Document extract:
· · · ·

Earlier, I listed some requirements for a system of time travel – mainly that it be both scientifically consistent and open to interesting conflicts that aren’t trivially one-sided. Here is my proposal for such a thing, within the general relativity format.

So, suppose you build a time machine, and want to go back in time to kill Hitler, as one does. Your time machine is a 10m diameter sphere, which exchanges place with a similarly-size sphere in 1930. What happens then? The graph here shows the time jump, and the “light-cones” for the departure (blue) and arrival (red) points; under the normal rules of causality, the blue point can only affect things in the grey cone, the red point can only affect things in the black cone.

The basic idea is that when you do a time jump like this, then you “fix” your points of departure and arrival. Hence the blue and red points cannot be changed, and the universe rearranges itself to ensure this. The big bang itself is also a fixed point.

All this “fixed point” idea is connected to entropy. Basically, we feel that time advances in one direction rather than the other. Many have argued that this is because entropy (roughly, disorder) increases in one direction, and that this direction points from the past to the future. Since most laws of physics are symmetric in the past and the future, I prefer to think of this as “every law of physics is time-symmetric, but the big bang is a fixed point of low entropy, hence the entropy increase as we go away from it.”

· · · ·

Please copy the stretch of the time travel proposal from "Earlier, I listed" through "general relativity format." word for word. None of the material is needed for this work.

Recorded data:
· · · ·

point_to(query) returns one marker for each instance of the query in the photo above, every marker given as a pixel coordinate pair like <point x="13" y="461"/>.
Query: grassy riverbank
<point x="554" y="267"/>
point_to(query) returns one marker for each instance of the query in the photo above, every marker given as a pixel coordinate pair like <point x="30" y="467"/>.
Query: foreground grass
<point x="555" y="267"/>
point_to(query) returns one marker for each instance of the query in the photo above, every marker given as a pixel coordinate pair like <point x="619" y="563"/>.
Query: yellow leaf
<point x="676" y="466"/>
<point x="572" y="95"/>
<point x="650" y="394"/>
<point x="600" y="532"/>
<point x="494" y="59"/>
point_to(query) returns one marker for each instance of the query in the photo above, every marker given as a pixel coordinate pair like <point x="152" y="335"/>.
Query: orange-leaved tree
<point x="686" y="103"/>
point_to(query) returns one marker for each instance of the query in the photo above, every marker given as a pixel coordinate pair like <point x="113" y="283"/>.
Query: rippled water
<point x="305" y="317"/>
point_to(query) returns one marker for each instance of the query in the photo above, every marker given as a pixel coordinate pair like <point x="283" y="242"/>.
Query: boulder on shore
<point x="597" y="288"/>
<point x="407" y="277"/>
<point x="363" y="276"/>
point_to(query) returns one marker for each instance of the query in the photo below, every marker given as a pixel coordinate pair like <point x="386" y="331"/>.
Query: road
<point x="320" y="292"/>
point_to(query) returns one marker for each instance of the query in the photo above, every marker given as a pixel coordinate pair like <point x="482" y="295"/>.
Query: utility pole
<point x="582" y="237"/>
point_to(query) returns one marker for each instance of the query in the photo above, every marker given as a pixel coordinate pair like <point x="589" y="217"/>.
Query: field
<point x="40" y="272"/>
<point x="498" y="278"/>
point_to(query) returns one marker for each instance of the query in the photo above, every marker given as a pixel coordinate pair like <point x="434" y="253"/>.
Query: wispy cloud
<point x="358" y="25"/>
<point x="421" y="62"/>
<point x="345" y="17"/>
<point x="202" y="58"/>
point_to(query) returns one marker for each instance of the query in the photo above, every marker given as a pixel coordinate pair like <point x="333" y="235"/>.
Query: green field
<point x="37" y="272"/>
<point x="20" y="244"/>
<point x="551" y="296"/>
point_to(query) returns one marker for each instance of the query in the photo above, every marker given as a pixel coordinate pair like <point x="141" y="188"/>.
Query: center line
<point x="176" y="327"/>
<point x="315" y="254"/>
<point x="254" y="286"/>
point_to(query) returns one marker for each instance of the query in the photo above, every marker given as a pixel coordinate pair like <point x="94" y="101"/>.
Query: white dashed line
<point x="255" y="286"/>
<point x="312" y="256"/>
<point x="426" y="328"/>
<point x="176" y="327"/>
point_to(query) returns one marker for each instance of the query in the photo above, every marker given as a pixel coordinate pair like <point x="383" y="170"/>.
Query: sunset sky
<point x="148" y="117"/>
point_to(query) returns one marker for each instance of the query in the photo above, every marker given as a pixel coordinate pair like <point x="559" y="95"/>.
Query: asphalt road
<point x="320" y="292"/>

· · · ·

Written response:
Earlier, I listed some requirements for a system of time travel – mainly that it be both scientifically consistent and open to interesting conflicts that aren’t trivially one-sided. Here is my proposal for such a thing, within the general relativity format.